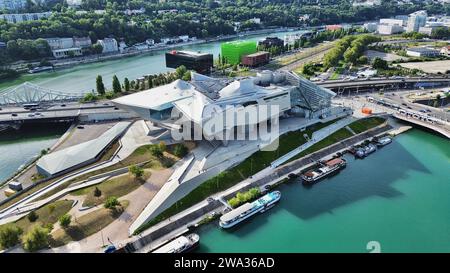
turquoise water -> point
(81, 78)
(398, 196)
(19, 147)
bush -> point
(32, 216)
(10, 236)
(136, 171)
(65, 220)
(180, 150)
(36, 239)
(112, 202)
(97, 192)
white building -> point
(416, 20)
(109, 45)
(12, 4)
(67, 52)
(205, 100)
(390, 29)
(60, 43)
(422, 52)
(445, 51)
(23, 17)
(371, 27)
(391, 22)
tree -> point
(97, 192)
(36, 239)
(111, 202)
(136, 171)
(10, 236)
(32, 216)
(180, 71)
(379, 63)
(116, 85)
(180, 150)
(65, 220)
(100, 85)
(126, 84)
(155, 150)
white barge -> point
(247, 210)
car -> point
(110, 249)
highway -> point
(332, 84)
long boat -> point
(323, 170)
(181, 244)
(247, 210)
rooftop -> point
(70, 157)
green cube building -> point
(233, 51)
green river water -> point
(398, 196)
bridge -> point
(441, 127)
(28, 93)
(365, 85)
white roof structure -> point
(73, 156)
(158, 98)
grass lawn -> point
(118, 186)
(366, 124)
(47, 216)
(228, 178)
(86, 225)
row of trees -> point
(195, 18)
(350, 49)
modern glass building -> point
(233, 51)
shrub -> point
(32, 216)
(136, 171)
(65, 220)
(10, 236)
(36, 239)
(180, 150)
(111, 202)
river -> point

* * * *

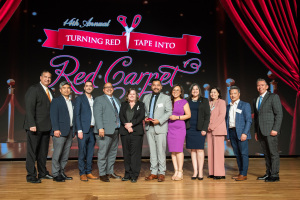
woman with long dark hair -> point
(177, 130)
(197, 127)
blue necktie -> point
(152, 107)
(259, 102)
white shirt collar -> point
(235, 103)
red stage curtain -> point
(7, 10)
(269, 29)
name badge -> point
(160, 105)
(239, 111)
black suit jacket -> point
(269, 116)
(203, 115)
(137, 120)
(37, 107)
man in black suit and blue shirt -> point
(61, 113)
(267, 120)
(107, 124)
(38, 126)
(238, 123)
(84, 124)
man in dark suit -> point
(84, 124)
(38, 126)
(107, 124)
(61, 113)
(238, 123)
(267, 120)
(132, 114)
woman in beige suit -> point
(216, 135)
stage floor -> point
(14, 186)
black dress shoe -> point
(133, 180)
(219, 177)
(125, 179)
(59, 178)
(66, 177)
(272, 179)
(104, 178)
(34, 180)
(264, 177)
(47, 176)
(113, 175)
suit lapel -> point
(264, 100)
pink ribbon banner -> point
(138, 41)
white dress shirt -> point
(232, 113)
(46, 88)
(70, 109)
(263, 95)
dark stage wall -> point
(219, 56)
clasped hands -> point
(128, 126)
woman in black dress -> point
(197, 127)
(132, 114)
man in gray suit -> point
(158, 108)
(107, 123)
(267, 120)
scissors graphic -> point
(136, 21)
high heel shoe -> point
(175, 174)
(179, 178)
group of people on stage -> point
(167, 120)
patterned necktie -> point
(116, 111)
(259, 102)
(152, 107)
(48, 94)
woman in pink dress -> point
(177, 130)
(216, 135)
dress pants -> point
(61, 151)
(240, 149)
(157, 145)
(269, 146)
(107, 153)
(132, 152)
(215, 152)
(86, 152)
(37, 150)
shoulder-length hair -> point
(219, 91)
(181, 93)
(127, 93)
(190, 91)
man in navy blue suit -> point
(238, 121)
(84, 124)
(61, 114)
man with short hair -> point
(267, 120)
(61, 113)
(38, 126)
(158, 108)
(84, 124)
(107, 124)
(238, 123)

* * * *

- [ACTION ITEM]: Taking the entries above, write out exactly the lines starting with the line containing "long boat -> point" and going on through the line containing "river -> point", both included, and nothing else.

- [SOLUTION BELOW]:
long boat -> point
(323, 170)
(181, 244)
(247, 210)
rooftop -> point
(70, 157)
green cube building -> point
(233, 51)
green river water -> point
(398, 196)
bridge -> point
(441, 127)
(28, 93)
(365, 85)
white roof structure -> point
(73, 156)
(158, 98)
grass lawn -> point
(118, 186)
(366, 124)
(47, 216)
(228, 178)
(86, 225)
row of trees -> point
(195, 18)
(350, 49)
modern glass building -> point
(233, 51)
shrub -> point
(32, 216)
(136, 171)
(65, 220)
(10, 236)
(36, 239)
(180, 150)
(111, 202)
river -> point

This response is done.